Count the lines in the records below that contain the string "hair", treating uppercase and lowercase as different. Give only the number.

------ SOURCE RECORDS ------

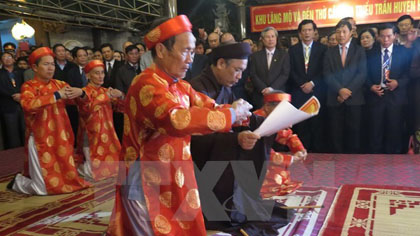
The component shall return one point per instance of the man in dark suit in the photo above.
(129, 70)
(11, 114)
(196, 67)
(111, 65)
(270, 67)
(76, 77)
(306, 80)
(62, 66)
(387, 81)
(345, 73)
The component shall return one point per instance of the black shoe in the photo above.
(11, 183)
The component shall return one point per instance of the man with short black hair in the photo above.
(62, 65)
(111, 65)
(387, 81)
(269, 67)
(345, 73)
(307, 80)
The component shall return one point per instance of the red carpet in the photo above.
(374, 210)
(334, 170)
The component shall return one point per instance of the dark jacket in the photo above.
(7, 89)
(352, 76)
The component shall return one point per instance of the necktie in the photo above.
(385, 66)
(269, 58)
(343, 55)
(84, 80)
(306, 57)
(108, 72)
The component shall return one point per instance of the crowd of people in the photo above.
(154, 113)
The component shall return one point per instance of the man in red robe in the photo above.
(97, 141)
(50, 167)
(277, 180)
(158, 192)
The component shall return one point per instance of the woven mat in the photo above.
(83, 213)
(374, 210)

------
------ SOURCE RECORDS ------

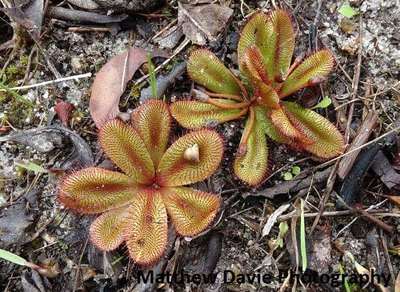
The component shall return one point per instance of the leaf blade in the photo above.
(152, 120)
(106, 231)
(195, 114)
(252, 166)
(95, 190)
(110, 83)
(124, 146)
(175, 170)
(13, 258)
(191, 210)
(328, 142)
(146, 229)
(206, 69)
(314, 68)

------
------ SOURCE RECORDS ------

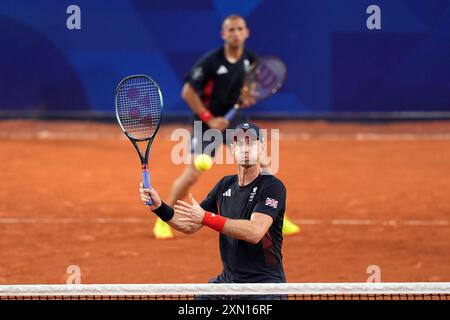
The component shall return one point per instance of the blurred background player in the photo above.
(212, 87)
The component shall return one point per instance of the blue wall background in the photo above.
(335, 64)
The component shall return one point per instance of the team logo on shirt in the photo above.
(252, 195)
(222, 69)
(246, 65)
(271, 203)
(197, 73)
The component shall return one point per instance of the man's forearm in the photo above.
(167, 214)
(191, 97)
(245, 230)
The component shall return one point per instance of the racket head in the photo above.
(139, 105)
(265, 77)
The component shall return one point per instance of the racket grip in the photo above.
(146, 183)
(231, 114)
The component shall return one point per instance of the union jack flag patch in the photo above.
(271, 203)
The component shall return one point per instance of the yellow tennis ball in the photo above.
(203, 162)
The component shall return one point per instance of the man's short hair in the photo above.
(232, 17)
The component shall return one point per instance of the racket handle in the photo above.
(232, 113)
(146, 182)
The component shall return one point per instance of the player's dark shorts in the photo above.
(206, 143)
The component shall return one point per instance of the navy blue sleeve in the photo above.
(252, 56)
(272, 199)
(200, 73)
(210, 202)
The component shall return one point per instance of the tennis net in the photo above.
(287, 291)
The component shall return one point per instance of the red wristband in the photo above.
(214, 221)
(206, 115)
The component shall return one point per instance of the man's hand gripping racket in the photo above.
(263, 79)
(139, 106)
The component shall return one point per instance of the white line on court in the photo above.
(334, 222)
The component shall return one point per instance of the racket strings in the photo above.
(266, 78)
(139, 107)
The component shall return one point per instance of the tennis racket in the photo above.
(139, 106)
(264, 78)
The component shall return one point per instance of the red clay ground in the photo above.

------

* _FINAL RESULT_: 2